In supervisor state, svc's 1-7 provide a set of input and output
facilities using MS-DOS file handle I/O and an extended data control
block defined by the user which allows access to sequential and random
files. Svc's 10-11 provide virtual memory dynamic management. In
addition to the other misc. functions provided, svc 34 provides a
general purpose interrupt interface which can be used to map PC/370
area into PC registers and issue any MS-DOS function call or BIOS
interrupt. Svc's 128-191 map into BIOS interrupts using simple
register to register mapping. Svc's 200-241 map into MS-DOS function
calls 0-41 using simple register to register mapping. Note function
calls above 41 can be issued using svc 34 interface which is the
preferred method for future releases.
*********
Chapter 2. File input and output services
*********
The PC/370 supervisor calls to the I/O supervisor all require register
2 to point to the DCB. The SVC's are as follows:
SVC FUNCTION OPTIONS
1 OPEN
2 CLOSE
3 READ register 1 must be address of block or zero
4 WRITE register 1 must be address of block or zero
5 GET register 1 must be address of area or zero
6 PUT register 1 must be address of area or zero
7 DELETE
8 SEARCH
23 RENAME
The PC/370 system supports sequential and random access to
files using MS-DOS file handle I/O with directory pathing.
================
Brief:
In the PC/370 supervisor call excerpt, which functions in the SVC table have an option requiring register 1 to hold an address? Give each SVC number with its function name. You won't need the rows to do this.

[Saved entries]
================
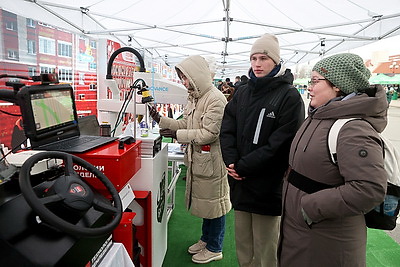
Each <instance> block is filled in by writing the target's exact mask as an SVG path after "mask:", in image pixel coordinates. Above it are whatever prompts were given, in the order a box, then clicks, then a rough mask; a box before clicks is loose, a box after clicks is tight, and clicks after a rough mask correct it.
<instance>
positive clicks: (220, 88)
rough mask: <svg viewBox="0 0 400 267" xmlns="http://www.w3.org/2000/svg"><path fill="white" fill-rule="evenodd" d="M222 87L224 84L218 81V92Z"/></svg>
mask: <svg viewBox="0 0 400 267" xmlns="http://www.w3.org/2000/svg"><path fill="white" fill-rule="evenodd" d="M223 85H224V83H223V82H222V81H218V86H217V88H218V90H220V91H221V90H222V86H223Z"/></svg>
================
Your solution:
3 READ
4 WRITE
5 GET
6 PUT